# Short task:
Convert the stretch of items from the line containing "the house in" through the line containing "pixel 283 147" into a JSON list of strings, one string per line, omitting blank lines.

[A block of data]
━━━

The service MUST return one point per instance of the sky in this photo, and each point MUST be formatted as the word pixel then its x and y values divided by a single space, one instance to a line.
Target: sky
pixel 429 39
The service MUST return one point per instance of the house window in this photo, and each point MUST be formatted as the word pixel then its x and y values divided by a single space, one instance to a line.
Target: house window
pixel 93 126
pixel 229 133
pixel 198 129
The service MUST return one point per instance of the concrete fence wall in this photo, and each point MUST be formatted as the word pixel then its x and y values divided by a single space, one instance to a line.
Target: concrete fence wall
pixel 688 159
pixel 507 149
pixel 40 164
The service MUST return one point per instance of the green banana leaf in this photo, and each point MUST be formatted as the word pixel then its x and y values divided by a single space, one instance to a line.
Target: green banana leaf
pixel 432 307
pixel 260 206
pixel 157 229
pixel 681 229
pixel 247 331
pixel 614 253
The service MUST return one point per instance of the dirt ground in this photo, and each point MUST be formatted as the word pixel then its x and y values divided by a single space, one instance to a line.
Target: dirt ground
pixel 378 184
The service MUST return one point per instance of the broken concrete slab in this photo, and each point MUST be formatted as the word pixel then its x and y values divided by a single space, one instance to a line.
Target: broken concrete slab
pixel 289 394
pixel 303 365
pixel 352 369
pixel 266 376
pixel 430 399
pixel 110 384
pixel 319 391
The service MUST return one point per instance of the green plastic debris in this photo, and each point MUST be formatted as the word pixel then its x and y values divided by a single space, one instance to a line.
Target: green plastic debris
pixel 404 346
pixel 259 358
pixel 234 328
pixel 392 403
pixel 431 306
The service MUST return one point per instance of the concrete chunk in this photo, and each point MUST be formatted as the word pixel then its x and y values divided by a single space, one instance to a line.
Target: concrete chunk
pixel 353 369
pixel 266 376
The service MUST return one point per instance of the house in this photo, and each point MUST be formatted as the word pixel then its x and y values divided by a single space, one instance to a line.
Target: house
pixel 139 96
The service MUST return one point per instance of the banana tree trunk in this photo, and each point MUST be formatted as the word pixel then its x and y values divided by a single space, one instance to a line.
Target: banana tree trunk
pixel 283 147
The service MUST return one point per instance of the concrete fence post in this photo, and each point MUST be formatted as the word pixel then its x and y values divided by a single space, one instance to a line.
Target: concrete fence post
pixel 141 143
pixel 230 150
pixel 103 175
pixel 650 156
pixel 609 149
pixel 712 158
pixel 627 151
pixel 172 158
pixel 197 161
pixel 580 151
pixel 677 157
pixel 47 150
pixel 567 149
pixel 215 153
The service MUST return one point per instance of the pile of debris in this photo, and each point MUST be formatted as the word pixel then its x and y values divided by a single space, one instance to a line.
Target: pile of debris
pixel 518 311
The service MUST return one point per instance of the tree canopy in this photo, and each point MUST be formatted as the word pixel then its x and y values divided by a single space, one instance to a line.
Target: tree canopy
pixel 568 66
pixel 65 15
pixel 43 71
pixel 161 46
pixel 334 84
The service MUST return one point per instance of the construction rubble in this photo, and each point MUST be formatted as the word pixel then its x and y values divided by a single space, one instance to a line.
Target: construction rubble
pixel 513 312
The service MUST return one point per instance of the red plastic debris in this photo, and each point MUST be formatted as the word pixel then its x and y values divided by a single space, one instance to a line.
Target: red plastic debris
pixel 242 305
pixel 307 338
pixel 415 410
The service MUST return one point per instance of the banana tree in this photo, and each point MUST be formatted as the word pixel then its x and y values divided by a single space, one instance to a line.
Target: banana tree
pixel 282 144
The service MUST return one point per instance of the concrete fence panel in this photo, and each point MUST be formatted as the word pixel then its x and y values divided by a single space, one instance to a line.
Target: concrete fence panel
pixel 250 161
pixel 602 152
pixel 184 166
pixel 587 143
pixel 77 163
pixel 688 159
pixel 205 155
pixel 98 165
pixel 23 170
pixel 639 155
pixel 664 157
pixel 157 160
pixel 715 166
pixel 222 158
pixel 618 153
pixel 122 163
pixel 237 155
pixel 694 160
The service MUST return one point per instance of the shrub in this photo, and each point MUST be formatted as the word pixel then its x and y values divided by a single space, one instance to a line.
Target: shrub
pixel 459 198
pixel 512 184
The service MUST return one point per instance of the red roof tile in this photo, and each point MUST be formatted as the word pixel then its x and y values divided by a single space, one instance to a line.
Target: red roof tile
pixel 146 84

━━━

# Response:
[
  "The service MUST return one point per instance of the house in this photo, and each point MUST be formatted as the word pixel then its x and y values divided by a single space, one instance to a line.",
  "Target: house",
  "pixel 139 96",
  "The service MUST return one point per instance of the banana tree trunk in this photo, and each point MUST be formatted as the word pixel then its x and y values divided by a single space, one instance to a line.",
  "Target: banana tree trunk",
  "pixel 283 147"
]